[Dataset entries on where objects appear]
□ □ □ □ □
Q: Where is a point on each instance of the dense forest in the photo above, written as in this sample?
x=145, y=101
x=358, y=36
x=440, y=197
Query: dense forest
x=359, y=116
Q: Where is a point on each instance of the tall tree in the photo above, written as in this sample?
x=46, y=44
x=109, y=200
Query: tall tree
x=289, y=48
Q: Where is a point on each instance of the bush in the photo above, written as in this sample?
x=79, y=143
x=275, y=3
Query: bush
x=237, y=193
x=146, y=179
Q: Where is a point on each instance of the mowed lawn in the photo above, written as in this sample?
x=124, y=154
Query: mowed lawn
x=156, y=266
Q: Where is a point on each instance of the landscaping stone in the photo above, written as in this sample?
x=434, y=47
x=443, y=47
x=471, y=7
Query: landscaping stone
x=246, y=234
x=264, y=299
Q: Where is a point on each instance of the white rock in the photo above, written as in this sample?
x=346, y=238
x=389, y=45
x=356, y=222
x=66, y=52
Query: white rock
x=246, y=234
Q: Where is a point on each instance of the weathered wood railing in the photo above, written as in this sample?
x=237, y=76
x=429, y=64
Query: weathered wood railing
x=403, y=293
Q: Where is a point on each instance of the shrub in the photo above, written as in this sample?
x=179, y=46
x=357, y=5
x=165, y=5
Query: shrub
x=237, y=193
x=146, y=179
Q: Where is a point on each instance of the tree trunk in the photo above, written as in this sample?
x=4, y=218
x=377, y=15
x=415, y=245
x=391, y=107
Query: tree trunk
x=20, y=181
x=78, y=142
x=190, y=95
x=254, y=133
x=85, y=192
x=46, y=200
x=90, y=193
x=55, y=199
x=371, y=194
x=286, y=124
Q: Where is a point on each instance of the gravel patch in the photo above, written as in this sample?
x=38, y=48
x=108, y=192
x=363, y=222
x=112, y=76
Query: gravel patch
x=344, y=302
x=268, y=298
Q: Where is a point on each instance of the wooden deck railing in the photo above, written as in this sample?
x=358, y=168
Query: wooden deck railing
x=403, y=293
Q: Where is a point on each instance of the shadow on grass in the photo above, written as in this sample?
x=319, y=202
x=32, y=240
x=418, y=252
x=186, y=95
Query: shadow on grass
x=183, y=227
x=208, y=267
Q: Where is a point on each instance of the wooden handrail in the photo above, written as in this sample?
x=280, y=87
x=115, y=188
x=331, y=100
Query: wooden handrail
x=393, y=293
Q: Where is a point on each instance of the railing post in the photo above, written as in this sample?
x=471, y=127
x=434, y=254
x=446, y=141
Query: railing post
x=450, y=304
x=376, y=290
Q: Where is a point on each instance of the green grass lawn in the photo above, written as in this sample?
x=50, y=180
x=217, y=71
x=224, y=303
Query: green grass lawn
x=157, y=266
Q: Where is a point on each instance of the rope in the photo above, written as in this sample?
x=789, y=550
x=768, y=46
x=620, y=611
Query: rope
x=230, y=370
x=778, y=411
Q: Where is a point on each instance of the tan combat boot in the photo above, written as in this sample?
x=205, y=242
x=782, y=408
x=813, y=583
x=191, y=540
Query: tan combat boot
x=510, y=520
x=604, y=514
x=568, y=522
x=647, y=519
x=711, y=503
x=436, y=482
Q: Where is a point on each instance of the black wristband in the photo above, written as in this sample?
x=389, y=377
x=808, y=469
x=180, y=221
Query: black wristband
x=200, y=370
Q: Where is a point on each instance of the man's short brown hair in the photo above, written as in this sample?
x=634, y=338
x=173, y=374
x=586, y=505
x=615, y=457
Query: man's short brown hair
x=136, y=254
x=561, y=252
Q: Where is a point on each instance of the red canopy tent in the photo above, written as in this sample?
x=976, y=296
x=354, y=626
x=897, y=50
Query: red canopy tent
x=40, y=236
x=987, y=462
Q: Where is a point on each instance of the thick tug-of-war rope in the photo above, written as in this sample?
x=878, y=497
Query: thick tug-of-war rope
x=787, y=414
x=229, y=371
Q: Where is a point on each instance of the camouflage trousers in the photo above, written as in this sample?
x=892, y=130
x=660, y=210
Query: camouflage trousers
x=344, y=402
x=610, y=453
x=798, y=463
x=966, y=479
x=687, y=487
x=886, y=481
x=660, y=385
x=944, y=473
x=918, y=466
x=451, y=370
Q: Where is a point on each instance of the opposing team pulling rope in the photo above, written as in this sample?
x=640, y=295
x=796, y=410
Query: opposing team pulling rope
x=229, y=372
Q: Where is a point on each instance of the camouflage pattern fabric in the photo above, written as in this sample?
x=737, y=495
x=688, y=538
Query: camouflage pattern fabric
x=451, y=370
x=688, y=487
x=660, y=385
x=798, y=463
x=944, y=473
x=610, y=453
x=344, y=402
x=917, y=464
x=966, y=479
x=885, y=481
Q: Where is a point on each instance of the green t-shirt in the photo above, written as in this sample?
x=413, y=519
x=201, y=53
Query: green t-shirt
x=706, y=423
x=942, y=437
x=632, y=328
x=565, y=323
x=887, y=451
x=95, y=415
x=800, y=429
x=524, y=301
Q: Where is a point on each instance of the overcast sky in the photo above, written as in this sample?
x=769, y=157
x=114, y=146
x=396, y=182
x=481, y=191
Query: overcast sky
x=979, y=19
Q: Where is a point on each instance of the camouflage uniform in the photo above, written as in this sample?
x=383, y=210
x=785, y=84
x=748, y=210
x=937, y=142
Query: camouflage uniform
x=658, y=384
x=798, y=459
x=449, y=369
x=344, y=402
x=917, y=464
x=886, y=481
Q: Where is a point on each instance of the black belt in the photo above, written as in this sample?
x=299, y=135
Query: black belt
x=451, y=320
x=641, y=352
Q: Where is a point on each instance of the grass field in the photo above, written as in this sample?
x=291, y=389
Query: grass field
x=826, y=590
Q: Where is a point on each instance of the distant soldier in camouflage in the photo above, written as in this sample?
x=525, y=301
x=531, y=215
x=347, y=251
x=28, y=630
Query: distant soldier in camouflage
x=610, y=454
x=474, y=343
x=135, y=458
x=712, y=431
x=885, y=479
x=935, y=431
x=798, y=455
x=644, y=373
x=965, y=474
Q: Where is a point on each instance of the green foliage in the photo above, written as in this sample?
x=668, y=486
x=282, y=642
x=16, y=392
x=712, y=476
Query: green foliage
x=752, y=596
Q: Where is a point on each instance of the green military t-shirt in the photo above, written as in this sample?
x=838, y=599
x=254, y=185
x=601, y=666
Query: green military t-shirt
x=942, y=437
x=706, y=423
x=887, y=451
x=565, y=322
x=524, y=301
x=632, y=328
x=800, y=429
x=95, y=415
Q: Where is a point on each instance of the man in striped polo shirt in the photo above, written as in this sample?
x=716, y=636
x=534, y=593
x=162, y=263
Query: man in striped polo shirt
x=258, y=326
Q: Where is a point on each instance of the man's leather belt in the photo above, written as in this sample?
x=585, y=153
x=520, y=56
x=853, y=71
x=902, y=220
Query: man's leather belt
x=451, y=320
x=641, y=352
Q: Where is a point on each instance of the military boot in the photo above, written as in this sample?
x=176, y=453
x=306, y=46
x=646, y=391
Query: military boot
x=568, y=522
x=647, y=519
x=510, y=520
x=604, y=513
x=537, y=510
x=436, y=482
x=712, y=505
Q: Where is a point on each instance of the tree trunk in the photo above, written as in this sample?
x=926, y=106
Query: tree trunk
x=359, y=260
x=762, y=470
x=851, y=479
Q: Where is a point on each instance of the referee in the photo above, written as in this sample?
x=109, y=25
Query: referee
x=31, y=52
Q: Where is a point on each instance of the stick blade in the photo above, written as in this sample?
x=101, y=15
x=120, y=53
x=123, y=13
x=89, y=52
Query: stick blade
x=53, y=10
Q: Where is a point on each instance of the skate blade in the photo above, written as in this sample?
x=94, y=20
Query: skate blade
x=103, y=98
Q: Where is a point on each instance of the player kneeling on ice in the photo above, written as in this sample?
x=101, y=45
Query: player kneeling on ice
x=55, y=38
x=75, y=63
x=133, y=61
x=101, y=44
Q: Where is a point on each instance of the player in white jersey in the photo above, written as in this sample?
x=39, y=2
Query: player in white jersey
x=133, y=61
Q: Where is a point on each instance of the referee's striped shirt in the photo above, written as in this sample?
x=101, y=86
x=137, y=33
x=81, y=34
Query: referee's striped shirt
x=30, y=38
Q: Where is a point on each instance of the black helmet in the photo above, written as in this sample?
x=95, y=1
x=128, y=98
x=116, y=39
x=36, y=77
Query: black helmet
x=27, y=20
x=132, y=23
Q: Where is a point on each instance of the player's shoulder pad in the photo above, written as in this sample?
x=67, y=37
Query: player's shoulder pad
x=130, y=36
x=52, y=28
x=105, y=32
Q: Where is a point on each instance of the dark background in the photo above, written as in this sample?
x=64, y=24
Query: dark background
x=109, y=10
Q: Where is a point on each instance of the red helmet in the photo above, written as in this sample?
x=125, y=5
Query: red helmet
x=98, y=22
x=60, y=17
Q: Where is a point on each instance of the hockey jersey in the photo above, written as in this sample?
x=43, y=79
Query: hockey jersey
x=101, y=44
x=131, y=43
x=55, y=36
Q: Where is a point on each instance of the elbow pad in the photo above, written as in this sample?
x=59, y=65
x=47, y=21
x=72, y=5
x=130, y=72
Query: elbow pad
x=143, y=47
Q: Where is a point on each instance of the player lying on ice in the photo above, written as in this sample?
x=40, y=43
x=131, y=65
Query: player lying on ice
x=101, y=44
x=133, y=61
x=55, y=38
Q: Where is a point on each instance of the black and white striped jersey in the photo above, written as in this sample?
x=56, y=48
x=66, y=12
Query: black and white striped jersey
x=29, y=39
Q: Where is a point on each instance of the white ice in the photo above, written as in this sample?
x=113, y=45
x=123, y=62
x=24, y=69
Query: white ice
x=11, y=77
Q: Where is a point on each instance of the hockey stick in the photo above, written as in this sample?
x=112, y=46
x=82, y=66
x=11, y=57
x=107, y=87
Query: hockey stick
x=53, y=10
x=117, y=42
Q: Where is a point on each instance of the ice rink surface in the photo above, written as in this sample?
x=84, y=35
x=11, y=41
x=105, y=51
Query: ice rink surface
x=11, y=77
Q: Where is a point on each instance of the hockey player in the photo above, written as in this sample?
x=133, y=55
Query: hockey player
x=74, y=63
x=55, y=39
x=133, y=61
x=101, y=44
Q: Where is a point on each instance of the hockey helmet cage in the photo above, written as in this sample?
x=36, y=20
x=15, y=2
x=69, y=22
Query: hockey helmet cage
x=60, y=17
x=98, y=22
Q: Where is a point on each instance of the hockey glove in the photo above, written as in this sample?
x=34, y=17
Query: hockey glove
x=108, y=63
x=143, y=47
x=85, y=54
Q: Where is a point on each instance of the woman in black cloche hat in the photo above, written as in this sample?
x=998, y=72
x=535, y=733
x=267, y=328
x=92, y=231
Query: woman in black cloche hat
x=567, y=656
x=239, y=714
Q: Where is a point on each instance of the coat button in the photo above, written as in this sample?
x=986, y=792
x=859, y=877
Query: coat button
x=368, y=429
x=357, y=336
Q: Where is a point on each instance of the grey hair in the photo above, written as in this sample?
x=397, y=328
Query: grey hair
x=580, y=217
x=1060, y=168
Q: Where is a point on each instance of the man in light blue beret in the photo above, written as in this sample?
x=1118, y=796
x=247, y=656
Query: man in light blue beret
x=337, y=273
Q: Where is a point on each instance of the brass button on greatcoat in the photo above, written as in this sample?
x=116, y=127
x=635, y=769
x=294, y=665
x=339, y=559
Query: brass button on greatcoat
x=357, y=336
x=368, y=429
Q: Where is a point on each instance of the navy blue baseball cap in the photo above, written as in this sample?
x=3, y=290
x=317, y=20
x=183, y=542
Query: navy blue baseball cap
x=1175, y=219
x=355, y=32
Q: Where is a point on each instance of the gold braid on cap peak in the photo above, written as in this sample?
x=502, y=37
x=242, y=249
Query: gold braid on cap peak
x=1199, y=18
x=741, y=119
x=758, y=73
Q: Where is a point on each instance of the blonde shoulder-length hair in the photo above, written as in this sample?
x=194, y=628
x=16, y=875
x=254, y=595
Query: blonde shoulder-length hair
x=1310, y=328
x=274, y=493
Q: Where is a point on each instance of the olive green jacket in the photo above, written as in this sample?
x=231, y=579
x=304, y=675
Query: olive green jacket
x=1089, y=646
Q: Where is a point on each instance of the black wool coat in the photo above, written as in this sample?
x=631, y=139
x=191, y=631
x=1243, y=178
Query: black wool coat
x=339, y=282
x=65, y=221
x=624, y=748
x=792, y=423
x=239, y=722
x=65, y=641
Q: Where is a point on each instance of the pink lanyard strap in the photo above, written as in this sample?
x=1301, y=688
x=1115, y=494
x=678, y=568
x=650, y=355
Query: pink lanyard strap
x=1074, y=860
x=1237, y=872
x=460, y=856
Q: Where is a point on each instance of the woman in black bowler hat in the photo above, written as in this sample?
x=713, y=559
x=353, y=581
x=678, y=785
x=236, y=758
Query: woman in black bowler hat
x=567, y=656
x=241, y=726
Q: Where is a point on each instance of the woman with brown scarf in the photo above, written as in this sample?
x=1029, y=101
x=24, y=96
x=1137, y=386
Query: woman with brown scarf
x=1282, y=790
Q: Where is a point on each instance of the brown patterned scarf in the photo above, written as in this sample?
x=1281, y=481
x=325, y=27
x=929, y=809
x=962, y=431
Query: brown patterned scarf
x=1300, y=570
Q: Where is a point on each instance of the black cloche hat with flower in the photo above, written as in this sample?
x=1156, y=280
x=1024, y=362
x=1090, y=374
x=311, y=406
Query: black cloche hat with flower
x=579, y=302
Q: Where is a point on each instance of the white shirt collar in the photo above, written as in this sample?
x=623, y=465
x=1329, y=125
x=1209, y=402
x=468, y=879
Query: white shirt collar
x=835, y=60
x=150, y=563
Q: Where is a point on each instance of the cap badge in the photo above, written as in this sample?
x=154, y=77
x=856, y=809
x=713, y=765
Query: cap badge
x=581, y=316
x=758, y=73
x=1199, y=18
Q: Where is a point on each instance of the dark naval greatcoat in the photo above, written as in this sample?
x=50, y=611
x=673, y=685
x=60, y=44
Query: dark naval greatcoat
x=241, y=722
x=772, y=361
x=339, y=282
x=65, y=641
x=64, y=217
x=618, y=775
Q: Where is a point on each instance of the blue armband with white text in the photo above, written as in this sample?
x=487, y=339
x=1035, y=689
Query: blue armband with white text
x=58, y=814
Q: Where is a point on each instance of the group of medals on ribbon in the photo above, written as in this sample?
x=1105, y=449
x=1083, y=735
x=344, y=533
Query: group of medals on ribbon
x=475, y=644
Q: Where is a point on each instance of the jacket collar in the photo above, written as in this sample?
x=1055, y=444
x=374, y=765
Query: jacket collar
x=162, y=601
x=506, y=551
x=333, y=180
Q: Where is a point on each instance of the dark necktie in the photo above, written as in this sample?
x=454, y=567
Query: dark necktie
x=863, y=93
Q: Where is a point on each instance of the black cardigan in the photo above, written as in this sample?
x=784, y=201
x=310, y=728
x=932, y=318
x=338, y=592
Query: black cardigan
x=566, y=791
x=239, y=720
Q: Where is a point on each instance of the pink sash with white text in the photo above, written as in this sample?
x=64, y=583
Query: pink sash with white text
□ □ □ □ □
> _OBJECTIVE_: Convert the lines starting at the one that contains "Q: Where is a point on each instance of the ice" and ending at the one that contains "x=337, y=273" into a Markdown table with the columns Row and Line text, leaving out any blank lines.

> _THE REPLY_:
| Row | Line text |
|---|---|
| 1 | Q: Where is a point on each instance of the ice rink surface in the photo above, written as in this sample? |
| 2 | x=84, y=35 |
| 3 | x=11, y=41 |
| 4 | x=105, y=51 |
| 5 | Query: ice rink surface |
| 6 | x=11, y=77 |
| 7 | Q: Where is a point on each instance of the hockey player in the photo above, written as in this sample? |
| 8 | x=133, y=55 |
| 9 | Query: hockey player |
| 10 | x=74, y=63 |
| 11 | x=55, y=39 |
| 12 | x=133, y=61 |
| 13 | x=101, y=44 |
| 14 | Q: Where is a point on each instance of the hockey helmet cage in the photo above, written as in this sample? |
| 15 | x=36, y=20 |
| 16 | x=15, y=2 |
| 17 | x=69, y=22 |
| 18 | Query: hockey helmet cage |
| 19 | x=60, y=17 |
| 20 | x=98, y=22 |
| 21 | Q: Where is a point on each instance of the hockey glove in the photo above, written as in this sample? |
| 22 | x=34, y=17 |
| 23 | Query: hockey glove |
| 24 | x=108, y=63 |
| 25 | x=143, y=47 |
| 26 | x=85, y=54 |
| 27 | Q: Where is a point on each instance of the woman in black cloche hat in the photo above, written as in this sample? |
| 28 | x=998, y=72 |
| 29 | x=535, y=733 |
| 30 | x=267, y=328 |
| 31 | x=92, y=231 |
| 32 | Query: woman in black cloche hat |
| 33 | x=567, y=656 |
| 34 | x=239, y=714 |
| 35 | Q: Where is a point on each instance of the coat button in the photo above, written as in this sample? |
| 36 | x=986, y=792 |
| 37 | x=859, y=877 |
| 38 | Query: coat button |
| 39 | x=368, y=429 |
| 40 | x=357, y=336 |
| 41 | Q: Where is a point on each instance of the grey hair in the photo above, written as in this sample? |
| 42 | x=397, y=328 |
| 43 | Query: grey hair |
| 44 | x=580, y=217 |
| 45 | x=1060, y=168 |
| 46 | Q: Where is a point on each instance of the man in light blue beret in the photo above, written as in this sample? |
| 47 | x=1118, y=796 |
| 48 | x=247, y=656 |
| 49 | Query: man in light blue beret |
| 50 | x=337, y=273 |